[Source records]
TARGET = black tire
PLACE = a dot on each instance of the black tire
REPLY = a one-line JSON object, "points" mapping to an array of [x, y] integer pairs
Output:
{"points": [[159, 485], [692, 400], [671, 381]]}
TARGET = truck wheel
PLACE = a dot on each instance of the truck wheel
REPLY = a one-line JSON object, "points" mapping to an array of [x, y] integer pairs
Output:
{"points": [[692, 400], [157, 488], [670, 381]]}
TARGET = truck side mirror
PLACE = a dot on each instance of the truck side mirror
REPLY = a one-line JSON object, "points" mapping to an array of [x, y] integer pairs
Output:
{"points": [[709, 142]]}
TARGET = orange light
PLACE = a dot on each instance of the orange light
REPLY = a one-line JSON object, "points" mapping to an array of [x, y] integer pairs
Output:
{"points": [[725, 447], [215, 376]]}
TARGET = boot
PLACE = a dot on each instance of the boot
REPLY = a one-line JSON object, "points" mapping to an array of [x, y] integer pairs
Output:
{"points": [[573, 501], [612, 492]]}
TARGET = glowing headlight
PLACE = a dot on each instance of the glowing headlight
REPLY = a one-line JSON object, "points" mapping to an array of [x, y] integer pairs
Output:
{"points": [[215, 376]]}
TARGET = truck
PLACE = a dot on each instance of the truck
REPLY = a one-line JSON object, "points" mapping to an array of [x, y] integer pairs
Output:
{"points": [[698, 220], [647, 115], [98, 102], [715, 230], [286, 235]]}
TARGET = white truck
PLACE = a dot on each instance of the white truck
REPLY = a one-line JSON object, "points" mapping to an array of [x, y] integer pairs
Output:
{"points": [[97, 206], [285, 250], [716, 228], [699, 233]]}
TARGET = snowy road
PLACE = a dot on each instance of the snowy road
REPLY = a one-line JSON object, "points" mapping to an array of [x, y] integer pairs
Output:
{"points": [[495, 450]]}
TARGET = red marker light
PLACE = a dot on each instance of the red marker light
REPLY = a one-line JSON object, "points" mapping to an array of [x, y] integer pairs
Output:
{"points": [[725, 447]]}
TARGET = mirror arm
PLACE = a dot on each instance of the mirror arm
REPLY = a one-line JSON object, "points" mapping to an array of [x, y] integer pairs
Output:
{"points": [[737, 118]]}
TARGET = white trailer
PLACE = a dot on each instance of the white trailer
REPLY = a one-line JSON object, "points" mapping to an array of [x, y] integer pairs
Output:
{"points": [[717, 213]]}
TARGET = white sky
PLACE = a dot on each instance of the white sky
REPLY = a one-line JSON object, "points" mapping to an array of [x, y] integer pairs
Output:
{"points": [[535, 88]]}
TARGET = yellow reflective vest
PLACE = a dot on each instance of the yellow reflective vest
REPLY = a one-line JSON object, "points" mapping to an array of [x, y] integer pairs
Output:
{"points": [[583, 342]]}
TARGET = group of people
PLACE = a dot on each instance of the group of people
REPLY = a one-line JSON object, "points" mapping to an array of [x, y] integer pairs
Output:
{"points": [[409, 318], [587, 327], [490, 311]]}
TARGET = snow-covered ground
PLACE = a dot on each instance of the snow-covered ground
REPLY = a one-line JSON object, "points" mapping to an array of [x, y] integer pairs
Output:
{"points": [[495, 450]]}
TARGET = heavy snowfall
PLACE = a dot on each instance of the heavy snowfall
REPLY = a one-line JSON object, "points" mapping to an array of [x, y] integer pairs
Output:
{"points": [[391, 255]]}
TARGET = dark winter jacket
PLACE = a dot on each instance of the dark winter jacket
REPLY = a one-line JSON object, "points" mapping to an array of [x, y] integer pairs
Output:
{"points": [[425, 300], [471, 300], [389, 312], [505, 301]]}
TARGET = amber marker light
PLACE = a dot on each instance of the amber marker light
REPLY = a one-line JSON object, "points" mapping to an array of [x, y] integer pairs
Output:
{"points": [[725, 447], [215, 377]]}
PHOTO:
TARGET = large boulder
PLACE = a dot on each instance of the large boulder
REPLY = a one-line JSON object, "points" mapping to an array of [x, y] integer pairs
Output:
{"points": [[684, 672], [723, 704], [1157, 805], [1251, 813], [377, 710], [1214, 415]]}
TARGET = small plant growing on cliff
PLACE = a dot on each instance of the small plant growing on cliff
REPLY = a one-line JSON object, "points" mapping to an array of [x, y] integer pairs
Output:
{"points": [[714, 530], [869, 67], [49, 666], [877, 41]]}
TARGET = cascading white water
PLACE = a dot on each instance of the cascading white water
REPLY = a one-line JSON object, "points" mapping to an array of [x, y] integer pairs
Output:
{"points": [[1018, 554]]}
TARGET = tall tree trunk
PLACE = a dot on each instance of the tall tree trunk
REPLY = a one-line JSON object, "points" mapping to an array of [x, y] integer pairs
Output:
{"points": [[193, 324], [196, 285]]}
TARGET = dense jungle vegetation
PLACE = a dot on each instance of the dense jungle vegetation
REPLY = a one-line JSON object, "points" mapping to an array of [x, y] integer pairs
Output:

The exercise:
Transcribe the data above in full, exactly.

Task output:
TARGET = black tire
PLACE = a dot on each instance of the black tire
REPLY = a one-line JSON object, "points" mapping to an array of [x, y] integer pairs
Output:
{"points": [[159, 485], [692, 400], [671, 381]]}
TARGET = truck wheel
PLACE = a dot on each instance of the truck wheel
REPLY = a one-line JSON object, "points" mapping to an array of [x, y] integer pairs
Output:
{"points": [[692, 400], [157, 488], [670, 381]]}
TARGET = truck side mirror
PLACE = a dot on each instance of the truck side mirror
REPLY = a one-line JSON object, "points" mapping to an array of [x, y] integer pairs
Output:
{"points": [[709, 142]]}
TARGET = orange light
PLACE = a dot on each instance of the orange light
REPLY = a one-line JSON object, "points" mapping to an array of [x, y] integer pairs
Output:
{"points": [[725, 447], [215, 376]]}
TARGET = boot
PLACE = a dot on each instance of the boot
REPLY = a one-line JSON object, "points" mapping to an array of [x, y] integer pairs
Output:
{"points": [[573, 501], [612, 492]]}
TARGET = glowing headlight
PLACE = a dot on each instance of the glowing headlight
REPLY = a one-line JSON object, "points" mapping to an array of [x, y] integer pairs
Output:
{"points": [[215, 376]]}
TARGET = truck
PLACE = a dot on each instance of the truck
REPLY = a one-line JSON object, "points" mapping to an array of [x, y] integer pairs
Output:
{"points": [[698, 220], [647, 115], [98, 102], [715, 230], [286, 235]]}
TARGET = white truck
PLACE = a dot on each instance of the white truck
REPLY = a one-line JSON object, "points" mapping to an array of [x, y] integer pairs
Output:
{"points": [[97, 206], [285, 250], [716, 228], [699, 233]]}
TARGET = snowy road
PLACE = a dot on each instance of the snowy road
REPLY = a one-line JSON object, "points" mapping to an array of [x, y] integer pairs
Output:
{"points": [[495, 450]]}
TARGET = red marker light
PLACE = a dot on each instance of the red marker light
REPLY = a one-line JSON object, "points" mapping to an array of [x, y] integer pairs
Output:
{"points": [[725, 447]]}
TARGET = mirror arm
PLACE = a dot on each instance of the mirror arm
REPLY = a one-line JSON object, "points" mapping to an array of [x, y] integer pairs
Output:
{"points": [[737, 118]]}
TARGET = white trailer
PLACE = a dot on each instance of the white trailer
REPLY = a one-line JSON object, "points" mapping to an array of [x, y] integer pairs
Output:
{"points": [[717, 213]]}
TARGET = white sky
PLACE = a dot on each instance of the white sky
REPLY = a one-line JSON object, "points" mapping to an array of [x, y] integer pairs
Output:
{"points": [[535, 88]]}
TARGET = yellow reflective vest
PLACE = a dot on each instance of the yellow reflective vest
REPLY = a one-line JSON object, "points" mapping to an array of [x, y] integer pairs
Output:
{"points": [[583, 342]]}
TARGET = group of people
PLACE = a dot on each instance of the group of people
REPLY = a one-line JSON object, "points" mapping to an array of [x, y] integer pairs
Output:
{"points": [[409, 318], [587, 327], [490, 311]]}
TARGET = snow-covered ground
PLACE = a dot on each instance of the snow-covered ground
REPLY = a one-line JSON object, "points" mapping to an array of [x, y] integer pairs
Output:
{"points": [[495, 450]]}
TARGET = heavy snowfall
PLACE = a dot on each instance of the heavy snowfall
REPLY = a one-line JSON object, "points" mapping to an array of [x, y] integer pairs
Output:
{"points": [[391, 255]]}
TARGET = dark winter jacket
PLACE = a dot on each instance of the dark winter jacket
REPLY = a one-line JSON object, "points" mapping to an array of [x, y] integer pairs
Output:
{"points": [[425, 300], [471, 300], [389, 312], [505, 301]]}
TARGET = amber marker light
PLACE = a dot on each instance of the amber marker light
REPLY = a one-line JSON object, "points" mapping to an array of [x, y] integer pairs
Output:
{"points": [[725, 447], [215, 377]]}
PHOTO:
TARGET = large boulder
PLACE = a dot on each instance of the large boulder
REPLY = a one-line JSON object, "points" mapping to an array of [x, y] integer pairs
Output:
{"points": [[684, 672], [723, 704], [1157, 805], [1251, 813], [377, 710], [1214, 415]]}
TARGET = small plant growing on cliff
PLACE = a dot on each instance of the small plant growing on cliff
REPLY = a one-line JSON object, "points" mapping to an array of [x, y] integer pairs
Output:
{"points": [[714, 530], [869, 67], [49, 666], [877, 41]]}
TARGET = cascading white water
PLACE = a dot on each instance of the cascading white water
REPLY = a one-line JSON object, "points" mapping to an array of [x, y] integer pairs
Output:
{"points": [[1018, 554]]}
TARGET = tall tree trunk
PLACE = a dot on each instance of the tall tree trunk
REPLY = a one-line JSON object, "points" mapping to an array of [x, y] integer pairs
Output:
{"points": [[193, 324], [196, 285]]}
TARGET = dense jungle vegetation
PLACE = a dot on each instance of the dense jungle vegetation
REPLY = a one-line JSON object, "points" mapping to an array of [x, y] integer pairs
Output:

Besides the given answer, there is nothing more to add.